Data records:
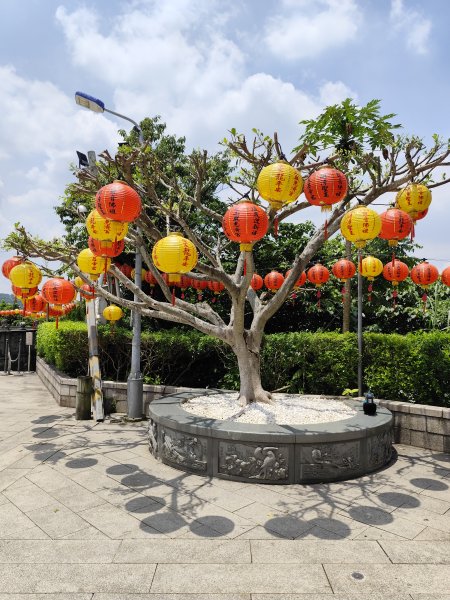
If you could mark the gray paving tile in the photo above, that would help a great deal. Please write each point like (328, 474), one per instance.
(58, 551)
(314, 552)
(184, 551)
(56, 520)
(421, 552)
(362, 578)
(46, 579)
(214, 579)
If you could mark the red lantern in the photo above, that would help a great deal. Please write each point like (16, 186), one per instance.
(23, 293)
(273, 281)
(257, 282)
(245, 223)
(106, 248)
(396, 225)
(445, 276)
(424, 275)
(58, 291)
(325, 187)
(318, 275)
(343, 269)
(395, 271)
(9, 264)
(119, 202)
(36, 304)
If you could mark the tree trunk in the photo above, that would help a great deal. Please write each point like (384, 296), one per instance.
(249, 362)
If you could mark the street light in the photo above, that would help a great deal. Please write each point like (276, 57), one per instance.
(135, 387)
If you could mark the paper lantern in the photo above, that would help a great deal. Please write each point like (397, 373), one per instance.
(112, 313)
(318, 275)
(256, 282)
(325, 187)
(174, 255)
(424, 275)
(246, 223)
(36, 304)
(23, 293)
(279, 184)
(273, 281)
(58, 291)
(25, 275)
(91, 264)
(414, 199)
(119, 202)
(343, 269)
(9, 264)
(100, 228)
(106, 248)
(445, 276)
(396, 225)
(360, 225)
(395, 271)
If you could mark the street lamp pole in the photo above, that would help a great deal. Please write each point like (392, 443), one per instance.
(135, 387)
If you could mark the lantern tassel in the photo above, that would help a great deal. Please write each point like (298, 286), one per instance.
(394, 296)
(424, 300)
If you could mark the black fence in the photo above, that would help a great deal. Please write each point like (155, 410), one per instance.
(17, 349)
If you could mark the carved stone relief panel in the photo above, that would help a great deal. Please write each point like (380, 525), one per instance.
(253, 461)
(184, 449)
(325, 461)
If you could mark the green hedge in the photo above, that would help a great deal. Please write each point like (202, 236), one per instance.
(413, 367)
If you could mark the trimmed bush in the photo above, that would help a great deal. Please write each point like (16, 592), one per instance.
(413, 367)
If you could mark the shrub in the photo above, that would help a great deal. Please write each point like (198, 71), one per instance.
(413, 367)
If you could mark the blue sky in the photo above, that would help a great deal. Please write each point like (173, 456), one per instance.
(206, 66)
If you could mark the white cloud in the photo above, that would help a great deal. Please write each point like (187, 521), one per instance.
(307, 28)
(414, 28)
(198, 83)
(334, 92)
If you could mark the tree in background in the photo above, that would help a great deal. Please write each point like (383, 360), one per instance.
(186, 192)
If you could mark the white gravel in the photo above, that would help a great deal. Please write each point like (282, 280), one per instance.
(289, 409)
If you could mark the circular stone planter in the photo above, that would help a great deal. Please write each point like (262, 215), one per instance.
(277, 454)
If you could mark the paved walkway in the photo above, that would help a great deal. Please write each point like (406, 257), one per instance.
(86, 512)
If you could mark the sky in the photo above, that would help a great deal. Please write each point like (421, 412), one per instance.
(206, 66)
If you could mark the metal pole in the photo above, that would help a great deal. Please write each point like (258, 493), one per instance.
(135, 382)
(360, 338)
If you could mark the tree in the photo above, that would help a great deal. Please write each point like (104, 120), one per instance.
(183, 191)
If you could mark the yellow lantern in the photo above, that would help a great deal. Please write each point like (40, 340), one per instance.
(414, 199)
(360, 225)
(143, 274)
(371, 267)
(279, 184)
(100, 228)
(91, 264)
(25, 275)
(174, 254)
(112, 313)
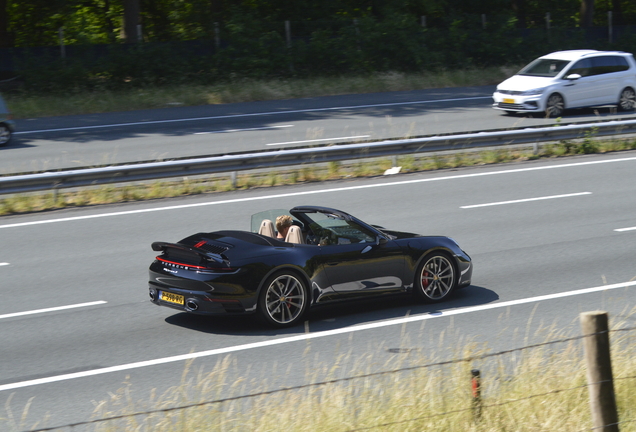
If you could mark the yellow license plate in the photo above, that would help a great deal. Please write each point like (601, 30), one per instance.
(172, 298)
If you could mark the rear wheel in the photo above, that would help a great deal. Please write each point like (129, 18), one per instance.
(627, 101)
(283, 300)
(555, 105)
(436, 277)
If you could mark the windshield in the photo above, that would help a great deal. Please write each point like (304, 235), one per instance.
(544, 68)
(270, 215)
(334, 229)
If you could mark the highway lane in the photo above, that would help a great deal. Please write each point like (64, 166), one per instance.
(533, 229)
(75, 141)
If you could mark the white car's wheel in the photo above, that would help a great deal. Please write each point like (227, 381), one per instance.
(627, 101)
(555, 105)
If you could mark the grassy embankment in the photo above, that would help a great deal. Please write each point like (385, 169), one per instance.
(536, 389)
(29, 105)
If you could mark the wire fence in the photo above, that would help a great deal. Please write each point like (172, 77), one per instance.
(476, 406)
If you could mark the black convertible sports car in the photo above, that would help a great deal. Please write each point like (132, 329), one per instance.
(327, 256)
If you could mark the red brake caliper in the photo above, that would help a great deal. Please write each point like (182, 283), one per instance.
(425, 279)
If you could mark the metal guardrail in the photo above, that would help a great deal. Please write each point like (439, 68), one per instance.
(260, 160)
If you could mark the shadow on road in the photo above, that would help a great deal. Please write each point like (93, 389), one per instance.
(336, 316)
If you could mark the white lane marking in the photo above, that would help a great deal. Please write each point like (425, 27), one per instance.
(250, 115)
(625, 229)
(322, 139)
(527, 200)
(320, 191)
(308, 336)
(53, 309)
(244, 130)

### PROBLEM REQUIREMENTS
From the data above, write out everything exactly except the pictures.

### WRITTEN REPLY
If you could mark the gray paving tile in the photo above, that would help a great deal. Please write each point like (328, 474), one per instance.
(58, 551)
(314, 552)
(184, 551)
(56, 520)
(421, 552)
(362, 578)
(46, 579)
(214, 579)
If you could mark the red lantern in the photo above, that would help a great deal. Please write each point like (16, 186), one per instance.
(23, 293)
(273, 281)
(257, 282)
(245, 223)
(106, 248)
(396, 225)
(445, 276)
(424, 275)
(58, 291)
(325, 187)
(318, 275)
(343, 269)
(395, 271)
(9, 264)
(119, 202)
(36, 304)
If you could mark the tree trunk in the photo above, that would help a great deal. Please write each point like (384, 296), one per instance.
(249, 362)
If you could mark the street light in the photo above, that would help a great deal. Please write each point like (276, 57), one per instance.
(135, 387)
If you could mark the paper lantern in the photo above, that would help a great deal. Please write each point like (397, 373), one per instance.
(112, 313)
(318, 275)
(256, 282)
(325, 187)
(174, 255)
(424, 275)
(246, 223)
(36, 304)
(23, 293)
(279, 184)
(273, 281)
(58, 291)
(25, 275)
(91, 264)
(414, 199)
(119, 202)
(343, 269)
(9, 264)
(100, 228)
(106, 248)
(445, 276)
(396, 225)
(360, 225)
(395, 271)
If you could mark the street lamp pole in the photo above, that would help a great deal. Please write each point like (392, 443), one per instance.
(135, 387)
If you could mark the lantern tassel in the photo above, that would help a great deal. Please write each point like (298, 286), one per instance.
(394, 296)
(424, 300)
If you could mark the black fence in the photo above, that would help a great deal. Please write each point like (155, 410), one per instance.
(17, 349)
If you could mark the carved stone relief panel in the photo above, that would help a great deal. Please write each point like (380, 525), one per instance.
(253, 461)
(184, 449)
(325, 461)
If you could mark the green hedge in the photo above, that would help a great deal. Please write each point like (202, 236), one per instance.
(413, 367)
If you could mark the trimmed bush in the photo above, that would help a great deal. Please write each point like (16, 592), one per instance.
(413, 367)
If you could mark the shrub in the photo above, that would help a great deal. Please write each point like (198, 71), one per instance.
(413, 367)
If you could mark the blue sky in the photo above, that would help a great deal. Please write each point like (173, 456), one per instance.
(206, 66)
If you could mark the white cloud in the photo above, that would help a great deal. Please write each point like (187, 521), one per instance.
(307, 28)
(414, 28)
(198, 83)
(334, 92)
If you could mark the tree in background in the photo above, that would help a great deal. Please write each point like (383, 360), one per instance.
(186, 192)
If you could mark the white gravel in the photo above, that would help a great deal. Please write each point like (282, 280), one per instance.
(289, 409)
If you could mark the circular stone planter in the photo above, that would help a great deal. Please write each point like (262, 215), one per instance.
(277, 454)
If you could mark the paved walkway in the photo above, that would help a great deal. Please write each point like (406, 257), one per instance.
(86, 512)
If you could mark the sky in the photo above, that would help a great deal. Please write each point like (421, 412), one per instance.
(206, 66)
If you could mark the metal pole in the photo above, that would help a great deal. Please write each point like (258, 493), one per instance.
(135, 382)
(360, 338)
If you could mark the tree in the photo above, that would help a great deal. Please write each point like (104, 120), one per instance.
(183, 191)
If you could mark the yellow lantern in the photo above, that would help a great deal. Please write each point like (40, 340), one per instance.
(414, 199)
(360, 225)
(143, 274)
(371, 267)
(279, 184)
(100, 228)
(91, 264)
(25, 275)
(174, 254)
(112, 313)
If you could mark the yellow license plate in the photo above, that would help a great deal. Please write each point like (601, 30), one per instance.
(172, 298)
If you could mark the rear wheel in the photo above, that would help a great deal. Please write each point like (129, 18), one per instance.
(627, 101)
(283, 300)
(555, 105)
(436, 277)
If you could mark the windshield in the photo above, that would help a great deal. Please write each point like (304, 235), one per instance.
(544, 68)
(270, 215)
(334, 229)
If you could mark the highway lane in the photo above, that would help a great deal. Please write each point like (64, 166), one per instance.
(533, 229)
(75, 141)
If you could mark the white car's wheel in the photo above, that would help a great deal. Please write each point like (227, 381), one per instance.
(627, 101)
(555, 105)
If you could mark the grassy embankment in the photo above, that would help a great deal. Please write each point like (385, 169), one per instance.
(536, 389)
(29, 105)
If you could mark the wire fence in the photo above, that would help a great deal. Please write each point like (172, 77), one per instance.
(476, 406)
If you could mark the black convertible sports car in the photo above, that would help a great deal. Please write each point like (132, 329), one per instance.
(327, 256)
If you could mark the red brake caliper in the photo above, that would help a great deal. Please write each point like (182, 283), one per instance.
(425, 279)
If you could mark the metal guardrail in the photo above, that would help a great deal. Please write each point like (439, 68), one per instance.
(260, 160)
If you could mark the shadow on road in the photo above, that would help a great deal. Please write each point like (93, 389), one per instance.
(336, 316)
If you could mark the white lane marking in the photo above, that would help a great deal. Please write each point like (425, 27), one per instance.
(250, 115)
(625, 229)
(322, 139)
(527, 200)
(320, 191)
(308, 336)
(53, 309)
(244, 130)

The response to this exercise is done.